**Short task**.
In the song list post below, translate the sentence "Songs are the perfect inspiration." into Spanish.

**Source passage**.
Who says Friday the 13th is unlucky? Since it’s a special day, instead of your usual 3 to 5 songs in the List Addicts list, it’s going to be a baker’s dozen. Also to celebrate a novel opening that I made that won $20 this week (woohoo! twenty bucks!) – the random songs that I’m serving up will presumably, be songs that can inspire you to write and make that work of art that you’ve been waiting all your life to finish.
Songs are the perfect inspiration. They create the mood, and are great soundtracks for the imaginative mind. What we have here is a collection of songs that have carefully been selected to get your creative juices flowing –
1. Stars – Counting Stars on the Ceiling
If you’re looking for inspiration, what better way to start by listening to Stars songs. I love Stars, their music isn’t just beautiful to listen to, but most will tell you a story. Counting Stars in the Ceiling is your typical non-romantic, romantic sounding Stars song (they’re experts at that – as all you Stars fans out there know). It starts with Baudelaire’s poem recited in its original French, and continues on to paint a picture of a rainy night and a couple’s passionate rendezvous. It’s a one night stand of course, and the song describes what happens afterwards. It’s the sort of song that right at the bat, gives you a nice mental picture – ‘Rain since Tuesday. Barely found my way to the shop / for the milk in the morning / and the news of the world had turned around/Then I heard you calling…’. And with such a great soundtrack, your imagination will just be primed to go into create mode.
2. Corduroy Utd – I Saw Love
I’ve fallen in love with this song. I’ve had this in my head for a few weeks now and I can’t shake it off. Corduroy Utd.’s song is just so charming and cute that if it were a puppy up a shop window, you’d want to take it home right away. It’s a simple duet that anyone can relate to, and also, song that anyone can sing since it requires minimal vocal prowess. If you’re up to penning a love story, this might would probably a song that’ll get you started.
3. Evripidis And His Tragedies – Abroad
Abroad put simply, is a song about going abroad. It’s for anyone and everyone who’s chosen to go far, far away from home to find his or her fortune in a foreign land. For Evripidis, who wrote the song, it speaks more of his personal experience moving from Greece to Spain – which, for those of you wondering, explains where the accent came from. Personally, I love foreign accents. Besides sounding exotic, it kind of lets other people know that you’re the kind of person that will go out of your way, (obviously out the comfort of your own country) to experience how the other side of the world lives. I have a lot of respect for that – since from my own personal experience, it takes a lot of guts to do (especially if you’ve chosen to live, and not just be visitor in that foreign land). I can’t say the same for the guy with the Eastern European accent that attempted to pick me up at the bus stop though. Oddly, I find the Eastern European accent sexy, but bus stop guy, you were creepy.

**Supplied information**.
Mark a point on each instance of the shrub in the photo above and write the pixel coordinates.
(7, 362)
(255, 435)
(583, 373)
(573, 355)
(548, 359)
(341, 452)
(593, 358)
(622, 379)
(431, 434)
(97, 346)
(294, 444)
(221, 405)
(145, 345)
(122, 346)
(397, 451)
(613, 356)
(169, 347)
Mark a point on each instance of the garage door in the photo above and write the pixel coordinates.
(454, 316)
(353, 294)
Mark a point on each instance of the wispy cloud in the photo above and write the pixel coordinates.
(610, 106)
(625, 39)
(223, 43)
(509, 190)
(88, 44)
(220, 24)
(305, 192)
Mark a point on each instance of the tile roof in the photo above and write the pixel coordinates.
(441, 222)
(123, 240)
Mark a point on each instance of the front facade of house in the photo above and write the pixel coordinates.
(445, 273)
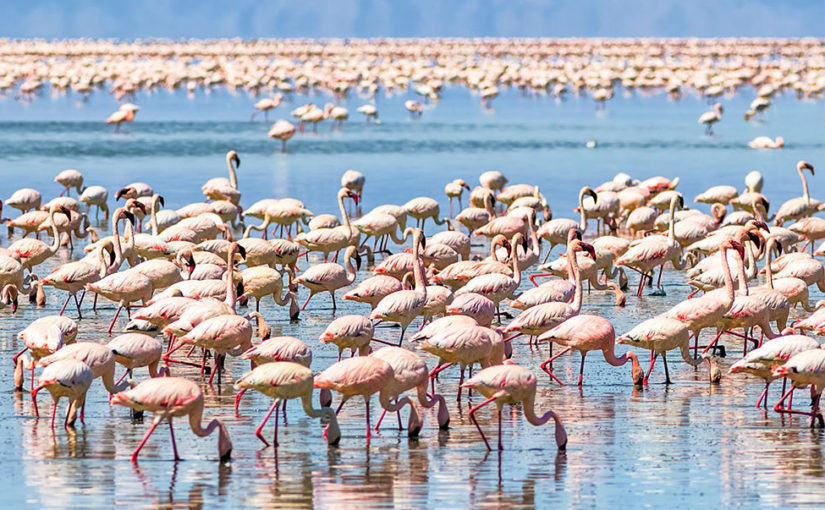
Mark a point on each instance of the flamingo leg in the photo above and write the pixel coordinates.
(238, 400)
(155, 423)
(266, 418)
(174, 444)
(367, 403)
(475, 422)
(549, 362)
(112, 325)
(653, 357)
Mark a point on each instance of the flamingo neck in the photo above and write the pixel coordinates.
(344, 217)
(730, 296)
(56, 241)
(231, 293)
(583, 221)
(769, 261)
(154, 217)
(516, 268)
(574, 266)
(116, 241)
(805, 193)
(233, 178)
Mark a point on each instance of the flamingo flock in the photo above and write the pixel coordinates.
(184, 278)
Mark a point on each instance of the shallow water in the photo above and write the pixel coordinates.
(689, 443)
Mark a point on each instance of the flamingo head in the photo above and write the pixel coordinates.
(127, 192)
(233, 157)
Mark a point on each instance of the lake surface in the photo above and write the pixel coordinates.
(688, 444)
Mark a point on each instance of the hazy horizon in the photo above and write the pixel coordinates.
(250, 19)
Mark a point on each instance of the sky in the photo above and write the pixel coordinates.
(410, 18)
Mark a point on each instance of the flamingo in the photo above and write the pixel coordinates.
(403, 306)
(70, 178)
(762, 360)
(365, 376)
(67, 378)
(172, 397)
(220, 188)
(352, 332)
(33, 252)
(329, 277)
(706, 311)
(373, 290)
(282, 130)
(511, 384)
(535, 321)
(282, 381)
(711, 117)
(804, 369)
(655, 251)
(410, 372)
(24, 199)
(454, 189)
(586, 333)
(799, 207)
(558, 231)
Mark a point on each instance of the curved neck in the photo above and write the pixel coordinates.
(728, 279)
(154, 220)
(344, 217)
(56, 241)
(743, 277)
(420, 284)
(574, 266)
(349, 266)
(233, 179)
(231, 293)
(116, 241)
(514, 261)
(769, 261)
(805, 194)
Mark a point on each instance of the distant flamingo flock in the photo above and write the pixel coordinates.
(274, 71)
(186, 277)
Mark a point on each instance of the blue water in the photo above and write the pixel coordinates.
(688, 444)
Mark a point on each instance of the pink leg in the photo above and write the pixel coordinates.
(369, 435)
(112, 325)
(266, 418)
(174, 444)
(145, 438)
(472, 417)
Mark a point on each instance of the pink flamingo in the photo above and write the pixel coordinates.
(410, 372)
(660, 334)
(67, 378)
(373, 290)
(705, 311)
(365, 376)
(352, 332)
(540, 318)
(464, 346)
(282, 381)
(403, 306)
(763, 360)
(804, 369)
(654, 251)
(586, 333)
(135, 350)
(479, 307)
(172, 397)
(511, 384)
(329, 277)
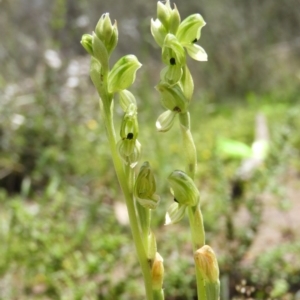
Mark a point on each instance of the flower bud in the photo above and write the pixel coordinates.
(172, 51)
(95, 74)
(163, 14)
(126, 98)
(158, 31)
(87, 43)
(152, 248)
(172, 97)
(187, 83)
(206, 262)
(100, 52)
(184, 188)
(145, 187)
(107, 32)
(129, 127)
(157, 272)
(123, 73)
(174, 20)
(189, 30)
(171, 74)
(165, 121)
(196, 52)
(175, 213)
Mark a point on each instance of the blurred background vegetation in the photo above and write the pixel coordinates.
(63, 227)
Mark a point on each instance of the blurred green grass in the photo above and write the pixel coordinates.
(61, 237)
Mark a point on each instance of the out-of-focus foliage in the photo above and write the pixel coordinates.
(63, 235)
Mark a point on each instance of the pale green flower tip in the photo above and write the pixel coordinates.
(157, 272)
(165, 121)
(107, 32)
(190, 29)
(158, 31)
(184, 189)
(174, 20)
(175, 213)
(163, 14)
(123, 73)
(196, 52)
(171, 74)
(145, 187)
(152, 247)
(126, 98)
(87, 43)
(206, 262)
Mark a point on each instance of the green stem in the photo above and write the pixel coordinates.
(195, 217)
(141, 253)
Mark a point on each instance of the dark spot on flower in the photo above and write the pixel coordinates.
(130, 136)
(172, 61)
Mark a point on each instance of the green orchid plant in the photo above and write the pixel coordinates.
(176, 39)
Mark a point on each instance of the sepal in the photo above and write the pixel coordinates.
(123, 73)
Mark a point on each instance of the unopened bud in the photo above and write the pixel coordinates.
(123, 73)
(87, 43)
(107, 32)
(189, 30)
(126, 98)
(175, 213)
(145, 187)
(184, 189)
(174, 20)
(157, 272)
(129, 127)
(158, 31)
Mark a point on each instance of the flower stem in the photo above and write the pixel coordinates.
(141, 253)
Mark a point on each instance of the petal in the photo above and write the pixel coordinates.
(196, 52)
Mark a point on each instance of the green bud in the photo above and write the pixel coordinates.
(100, 52)
(95, 74)
(129, 127)
(107, 32)
(174, 20)
(184, 189)
(87, 43)
(196, 52)
(158, 31)
(187, 83)
(126, 98)
(145, 187)
(163, 14)
(165, 121)
(157, 272)
(171, 74)
(172, 51)
(189, 30)
(175, 213)
(152, 248)
(172, 98)
(123, 73)
(206, 262)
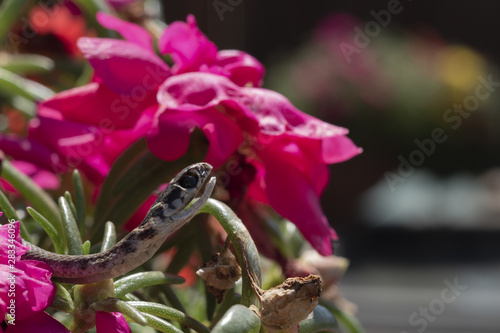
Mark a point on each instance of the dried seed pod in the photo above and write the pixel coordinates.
(220, 273)
(283, 307)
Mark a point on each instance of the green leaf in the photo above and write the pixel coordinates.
(68, 198)
(117, 305)
(11, 214)
(62, 300)
(49, 229)
(73, 239)
(238, 319)
(80, 205)
(90, 8)
(10, 12)
(320, 321)
(13, 85)
(169, 313)
(109, 239)
(40, 200)
(172, 298)
(144, 279)
(24, 105)
(160, 324)
(246, 251)
(350, 322)
(27, 64)
(230, 299)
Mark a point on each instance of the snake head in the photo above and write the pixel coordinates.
(181, 191)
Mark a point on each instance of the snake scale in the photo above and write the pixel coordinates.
(166, 215)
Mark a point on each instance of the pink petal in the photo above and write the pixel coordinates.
(125, 67)
(131, 32)
(34, 291)
(31, 151)
(94, 104)
(113, 322)
(187, 45)
(176, 126)
(43, 178)
(293, 196)
(79, 145)
(40, 323)
(239, 67)
(339, 149)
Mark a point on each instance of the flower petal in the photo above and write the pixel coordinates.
(187, 45)
(94, 104)
(113, 322)
(34, 291)
(79, 145)
(131, 32)
(40, 323)
(293, 196)
(239, 67)
(170, 138)
(125, 67)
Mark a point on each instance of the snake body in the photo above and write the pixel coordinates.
(165, 216)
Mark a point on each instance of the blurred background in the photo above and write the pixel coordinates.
(421, 205)
(417, 83)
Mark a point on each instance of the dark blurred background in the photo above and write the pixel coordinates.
(440, 221)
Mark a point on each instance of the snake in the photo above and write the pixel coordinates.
(167, 214)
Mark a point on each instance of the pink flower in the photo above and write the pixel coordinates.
(135, 94)
(33, 159)
(192, 52)
(26, 289)
(40, 323)
(289, 149)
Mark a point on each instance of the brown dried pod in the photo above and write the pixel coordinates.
(283, 307)
(220, 273)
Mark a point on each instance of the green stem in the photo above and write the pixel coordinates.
(145, 279)
(169, 313)
(109, 239)
(49, 229)
(80, 205)
(74, 241)
(160, 324)
(245, 248)
(10, 11)
(11, 214)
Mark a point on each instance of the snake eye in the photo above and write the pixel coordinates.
(188, 181)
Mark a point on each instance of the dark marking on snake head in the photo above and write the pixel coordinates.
(175, 194)
(188, 181)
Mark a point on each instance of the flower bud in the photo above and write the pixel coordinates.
(220, 274)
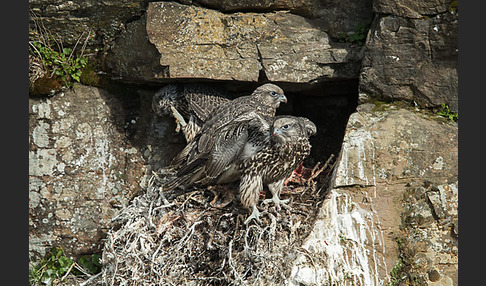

**Exercise solution**.
Las canciones son la inspiración perfecta.